> [EXERCISE DESCRIPTION]: Leave out the pictures and retype all the entries below exactly.

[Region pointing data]
BEGIN

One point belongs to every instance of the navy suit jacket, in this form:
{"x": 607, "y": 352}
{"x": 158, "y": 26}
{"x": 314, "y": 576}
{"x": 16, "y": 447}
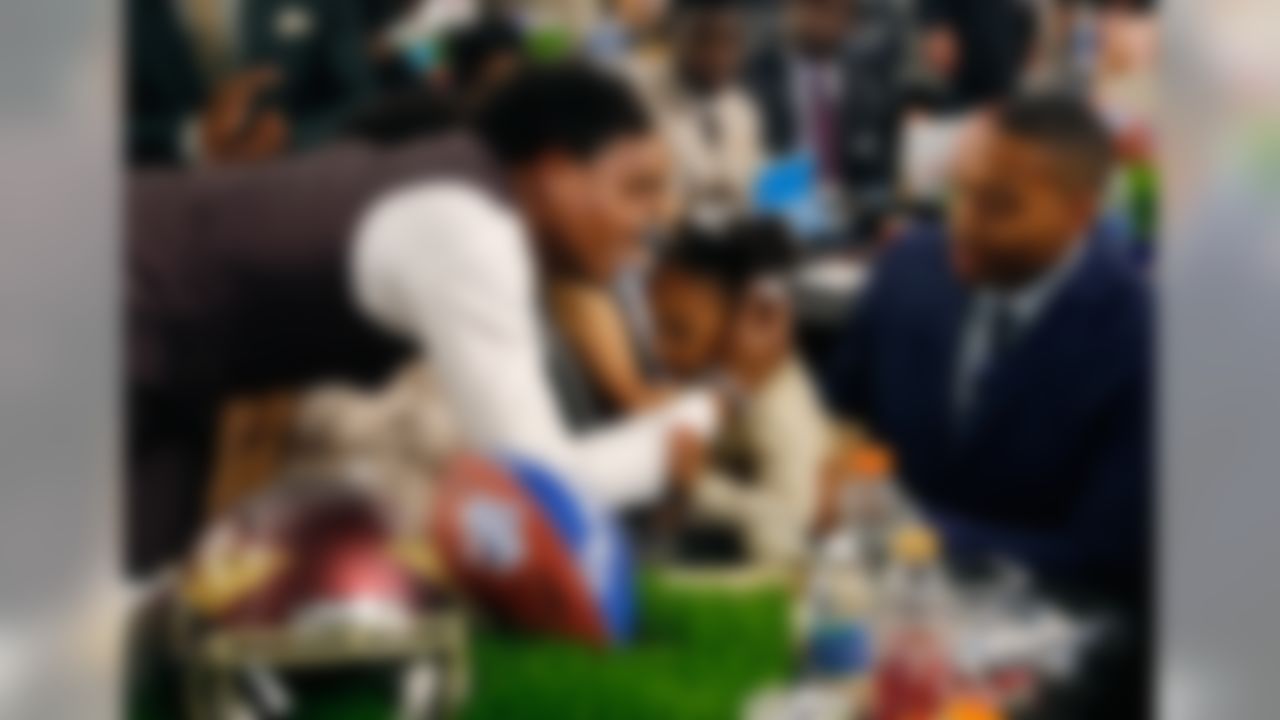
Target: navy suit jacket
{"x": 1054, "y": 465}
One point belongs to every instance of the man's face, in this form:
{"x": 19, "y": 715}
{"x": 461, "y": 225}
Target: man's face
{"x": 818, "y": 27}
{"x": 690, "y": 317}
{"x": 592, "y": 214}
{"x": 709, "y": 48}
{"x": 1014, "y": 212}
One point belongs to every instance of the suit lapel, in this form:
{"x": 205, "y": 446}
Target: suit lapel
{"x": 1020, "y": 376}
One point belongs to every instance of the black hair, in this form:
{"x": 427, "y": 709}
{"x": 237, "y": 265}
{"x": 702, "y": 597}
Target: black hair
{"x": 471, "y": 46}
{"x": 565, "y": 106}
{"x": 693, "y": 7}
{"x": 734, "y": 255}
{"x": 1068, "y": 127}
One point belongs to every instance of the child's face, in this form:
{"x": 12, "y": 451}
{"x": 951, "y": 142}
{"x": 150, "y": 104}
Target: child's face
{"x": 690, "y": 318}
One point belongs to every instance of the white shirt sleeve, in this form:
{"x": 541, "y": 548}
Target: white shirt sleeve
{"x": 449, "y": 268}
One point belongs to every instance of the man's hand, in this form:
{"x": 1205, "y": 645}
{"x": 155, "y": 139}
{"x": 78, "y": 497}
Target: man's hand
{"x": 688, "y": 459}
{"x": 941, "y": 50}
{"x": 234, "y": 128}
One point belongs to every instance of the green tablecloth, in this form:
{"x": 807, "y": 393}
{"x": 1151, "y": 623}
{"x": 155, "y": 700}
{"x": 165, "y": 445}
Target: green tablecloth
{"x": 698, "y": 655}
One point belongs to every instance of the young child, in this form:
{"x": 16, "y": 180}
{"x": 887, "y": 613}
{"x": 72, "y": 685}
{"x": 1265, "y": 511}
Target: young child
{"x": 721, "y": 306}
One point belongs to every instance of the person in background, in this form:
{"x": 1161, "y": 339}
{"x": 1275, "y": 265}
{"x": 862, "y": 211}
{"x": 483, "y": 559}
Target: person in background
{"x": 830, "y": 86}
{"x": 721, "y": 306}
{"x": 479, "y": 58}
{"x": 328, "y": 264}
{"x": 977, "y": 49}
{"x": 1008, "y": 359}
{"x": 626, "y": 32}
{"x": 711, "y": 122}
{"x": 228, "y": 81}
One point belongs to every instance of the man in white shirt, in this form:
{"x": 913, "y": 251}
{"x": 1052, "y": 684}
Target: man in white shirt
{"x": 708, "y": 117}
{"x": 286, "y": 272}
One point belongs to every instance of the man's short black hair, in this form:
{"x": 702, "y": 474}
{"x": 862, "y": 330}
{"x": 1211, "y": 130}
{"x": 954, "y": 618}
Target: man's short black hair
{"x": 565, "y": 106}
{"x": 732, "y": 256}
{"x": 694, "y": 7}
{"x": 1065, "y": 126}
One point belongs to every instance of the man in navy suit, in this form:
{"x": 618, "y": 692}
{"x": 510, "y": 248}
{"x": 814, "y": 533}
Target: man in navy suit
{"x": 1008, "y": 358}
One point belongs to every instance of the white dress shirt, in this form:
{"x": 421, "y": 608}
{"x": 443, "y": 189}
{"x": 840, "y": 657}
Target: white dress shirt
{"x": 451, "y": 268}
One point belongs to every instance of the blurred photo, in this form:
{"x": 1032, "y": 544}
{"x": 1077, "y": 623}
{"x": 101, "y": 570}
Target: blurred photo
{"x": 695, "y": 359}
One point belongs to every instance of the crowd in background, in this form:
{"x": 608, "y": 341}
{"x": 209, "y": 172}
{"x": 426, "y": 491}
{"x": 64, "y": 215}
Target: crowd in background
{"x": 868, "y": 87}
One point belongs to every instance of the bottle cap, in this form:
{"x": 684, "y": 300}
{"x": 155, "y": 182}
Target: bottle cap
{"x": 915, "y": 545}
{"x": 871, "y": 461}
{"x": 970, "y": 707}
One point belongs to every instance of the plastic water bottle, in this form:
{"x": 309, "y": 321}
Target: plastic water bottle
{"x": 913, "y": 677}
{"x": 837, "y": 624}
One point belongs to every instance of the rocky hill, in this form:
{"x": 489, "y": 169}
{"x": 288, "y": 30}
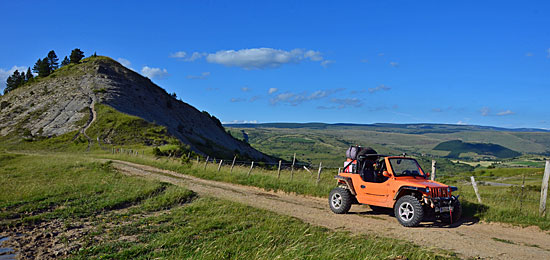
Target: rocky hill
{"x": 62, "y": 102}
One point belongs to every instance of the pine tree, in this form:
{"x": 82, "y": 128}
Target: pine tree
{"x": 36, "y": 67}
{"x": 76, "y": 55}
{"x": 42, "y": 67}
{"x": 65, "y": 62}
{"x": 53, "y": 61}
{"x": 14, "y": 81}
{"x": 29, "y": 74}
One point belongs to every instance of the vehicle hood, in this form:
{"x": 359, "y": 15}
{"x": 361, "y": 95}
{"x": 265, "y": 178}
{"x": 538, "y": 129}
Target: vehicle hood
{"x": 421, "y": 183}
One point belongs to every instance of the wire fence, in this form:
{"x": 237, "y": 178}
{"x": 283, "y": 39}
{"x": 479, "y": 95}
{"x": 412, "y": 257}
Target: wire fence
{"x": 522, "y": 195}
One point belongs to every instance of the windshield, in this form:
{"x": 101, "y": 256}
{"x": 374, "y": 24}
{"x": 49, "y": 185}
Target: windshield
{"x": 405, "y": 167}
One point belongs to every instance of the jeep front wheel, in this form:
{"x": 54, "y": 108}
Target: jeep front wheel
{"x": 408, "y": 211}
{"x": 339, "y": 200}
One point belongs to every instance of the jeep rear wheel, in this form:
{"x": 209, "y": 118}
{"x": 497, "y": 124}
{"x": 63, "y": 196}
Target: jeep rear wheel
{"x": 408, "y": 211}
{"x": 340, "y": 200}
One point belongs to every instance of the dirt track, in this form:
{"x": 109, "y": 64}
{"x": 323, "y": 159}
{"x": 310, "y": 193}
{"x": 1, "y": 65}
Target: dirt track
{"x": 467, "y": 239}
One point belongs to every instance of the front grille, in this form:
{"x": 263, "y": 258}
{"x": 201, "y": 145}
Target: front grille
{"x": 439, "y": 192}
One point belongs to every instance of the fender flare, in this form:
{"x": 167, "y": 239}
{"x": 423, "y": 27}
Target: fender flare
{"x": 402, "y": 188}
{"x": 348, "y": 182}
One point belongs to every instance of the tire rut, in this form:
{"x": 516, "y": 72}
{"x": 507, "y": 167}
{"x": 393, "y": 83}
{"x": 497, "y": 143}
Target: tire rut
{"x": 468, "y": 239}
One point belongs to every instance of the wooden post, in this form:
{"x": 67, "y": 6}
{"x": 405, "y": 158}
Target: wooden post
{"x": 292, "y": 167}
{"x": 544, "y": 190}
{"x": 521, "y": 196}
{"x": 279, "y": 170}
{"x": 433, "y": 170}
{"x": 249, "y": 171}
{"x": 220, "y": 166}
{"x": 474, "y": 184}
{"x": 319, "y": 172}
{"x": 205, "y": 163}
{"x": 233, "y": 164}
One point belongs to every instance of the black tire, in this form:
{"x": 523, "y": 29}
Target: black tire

END

> [SOLVED EXERCISE]:
One point belongs to every instance of the navy suit jacket, in this form:
{"x": 607, "y": 352}
{"x": 158, "y": 26}
{"x": 314, "y": 576}
{"x": 16, "y": 447}
Target: navy suit jacket
{"x": 1054, "y": 465}
One point belongs to every instance of the man's face, in this form:
{"x": 19, "y": 715}
{"x": 461, "y": 225}
Target: man's face
{"x": 818, "y": 27}
{"x": 690, "y": 317}
{"x": 592, "y": 214}
{"x": 709, "y": 48}
{"x": 1014, "y": 212}
One point belongs to every instance of the suit lapel, in this form:
{"x": 205, "y": 446}
Target: suit lapel
{"x": 1020, "y": 376}
One point belongs to every instance of the black hair, in this form:
{"x": 427, "y": 709}
{"x": 237, "y": 265}
{"x": 702, "y": 597}
Target: black hair
{"x": 471, "y": 46}
{"x": 565, "y": 106}
{"x": 693, "y": 7}
{"x": 734, "y": 255}
{"x": 1068, "y": 127}
One point belongs to every instance of the child's face, in this form:
{"x": 12, "y": 451}
{"x": 951, "y": 142}
{"x": 150, "y": 104}
Target: child's face
{"x": 690, "y": 318}
One point belongs to every instance of the white shirt sleeve, in this form:
{"x": 541, "y": 548}
Target: white shirt sleeve
{"x": 449, "y": 268}
One point belongs to every instance of the man's hand, in this form:
{"x": 1205, "y": 645}
{"x": 155, "y": 139}
{"x": 78, "y": 497}
Target: man's hand
{"x": 688, "y": 459}
{"x": 941, "y": 50}
{"x": 234, "y": 128}
One point belongs to every instance of the green tablecloth, in this form:
{"x": 807, "y": 393}
{"x": 1151, "y": 623}
{"x": 155, "y": 700}
{"x": 165, "y": 445}
Target: green tablecloth
{"x": 698, "y": 655}
One point belongs to every instance of the young child, in this form:
{"x": 16, "y": 180}
{"x": 887, "y": 613}
{"x": 72, "y": 685}
{"x": 1265, "y": 511}
Target: young child
{"x": 721, "y": 306}
One point belongs to every instance of the person in background, in this form:
{"x": 1161, "y": 339}
{"x": 1275, "y": 265}
{"x": 862, "y": 211}
{"x": 483, "y": 559}
Target: person in background
{"x": 830, "y": 86}
{"x": 721, "y": 306}
{"x": 479, "y": 58}
{"x": 328, "y": 264}
{"x": 977, "y": 49}
{"x": 1008, "y": 359}
{"x": 626, "y": 32}
{"x": 711, "y": 122}
{"x": 228, "y": 81}
One point belongs to every instance of the man in white shirt, in this form:
{"x": 913, "y": 251}
{"x": 1052, "y": 684}
Target: man in white shirt
{"x": 708, "y": 117}
{"x": 286, "y": 272}
One point belongs to every instance of the man's short black hair, in this form:
{"x": 702, "y": 474}
{"x": 862, "y": 330}
{"x": 1211, "y": 130}
{"x": 954, "y": 618}
Target: man's short black hair
{"x": 565, "y": 106}
{"x": 732, "y": 256}
{"x": 694, "y": 7}
{"x": 1065, "y": 126}
One point belongs to every instance of the man in navy suit, in this form:
{"x": 618, "y": 692}
{"x": 510, "y": 248}
{"x": 814, "y": 533}
Target: man in navy suit
{"x": 1008, "y": 358}
One point belongs to every instance of the white dress shirt, in this form:
{"x": 421, "y": 608}
{"x": 443, "y": 189}
{"x": 840, "y": 657}
Target: white dress shirt
{"x": 451, "y": 268}
One point belongs to every instance of the blurred photo, in this form:
{"x": 1032, "y": 544}
{"x": 1077, "y": 623}
{"x": 101, "y": 570}
Target: blurred photo
{"x": 695, "y": 359}
One point belongs to every instance of the crowd in background, in this form:
{"x": 608, "y": 341}
{"x": 209, "y": 172}
{"x": 426, "y": 491}
{"x": 64, "y": 215}
Target: crowd in background
{"x": 868, "y": 87}
One point belongs to every instance of the bottle cap, in this form:
{"x": 684, "y": 300}
{"x": 155, "y": 182}
Target: bottle cap
{"x": 915, "y": 545}
{"x": 871, "y": 461}
{"x": 970, "y": 707}
One point belongs to every instance of the plastic water bottle, in this form:
{"x": 309, "y": 321}
Target: plastic water bottle
{"x": 913, "y": 677}
{"x": 837, "y": 624}
One point belongs to every instance of the rocky hill, in this form:
{"x": 489, "y": 169}
{"x": 288, "y": 30}
Target: rocky hill
{"x": 62, "y": 102}
One point belongs to every instance of the pine tree, in this form:
{"x": 82, "y": 128}
Target: pine tree
{"x": 36, "y": 67}
{"x": 76, "y": 55}
{"x": 42, "y": 67}
{"x": 65, "y": 62}
{"x": 53, "y": 61}
{"x": 14, "y": 81}
{"x": 29, "y": 74}
One point belongs to every instance of the vehicle hood, in this form:
{"x": 359, "y": 15}
{"x": 361, "y": 95}
{"x": 265, "y": 178}
{"x": 538, "y": 129}
Target: vehicle hood
{"x": 421, "y": 183}
One point belongs to every instance of the wire fence, in this form:
{"x": 237, "y": 178}
{"x": 283, "y": 39}
{"x": 479, "y": 95}
{"x": 412, "y": 257}
Target: wire fence
{"x": 522, "y": 195}
One point belongs to every instance of the windshield, in this form:
{"x": 101, "y": 256}
{"x": 374, "y": 24}
{"x": 49, "y": 185}
Target: windshield
{"x": 405, "y": 167}
One point belongs to every instance of the jeep front wheel, in this form:
{"x": 54, "y": 108}
Target: jeep front wheel
{"x": 408, "y": 211}
{"x": 339, "y": 200}
One point belongs to every instance of the jeep rear wheel, in this form:
{"x": 209, "y": 118}
{"x": 497, "y": 124}
{"x": 63, "y": 196}
Target: jeep rear wheel
{"x": 408, "y": 211}
{"x": 340, "y": 200}
One point belongs to every instance of the dirt track, in this form:
{"x": 109, "y": 64}
{"x": 323, "y": 159}
{"x": 310, "y": 193}
{"x": 1, "y": 65}
Target: dirt track
{"x": 467, "y": 239}
One point belongs to every instance of the front grille, in this form:
{"x": 263, "y": 258}
{"x": 201, "y": 145}
Target: front grille
{"x": 439, "y": 192}
One point belongs to every instance of the fender flare, in this form:
{"x": 167, "y": 239}
{"x": 423, "y": 27}
Target: fender flare
{"x": 402, "y": 188}
{"x": 348, "y": 182}
One point belongs to every instance of the tire rut, in this form:
{"x": 516, "y": 72}
{"x": 507, "y": 167}
{"x": 393, "y": 83}
{"x": 497, "y": 143}
Target: tire rut
{"x": 468, "y": 239}
One point belongs to every instance of the wooden post, in this form:
{"x": 67, "y": 6}
{"x": 405, "y": 158}
Target: wooden post
{"x": 292, "y": 167}
{"x": 544, "y": 190}
{"x": 521, "y": 196}
{"x": 279, "y": 170}
{"x": 433, "y": 170}
{"x": 249, "y": 171}
{"x": 220, "y": 166}
{"x": 474, "y": 184}
{"x": 319, "y": 172}
{"x": 205, "y": 163}
{"x": 233, "y": 164}
One point belongs to every instance of the black tire, in this form:
{"x": 523, "y": 29}
Target: black tire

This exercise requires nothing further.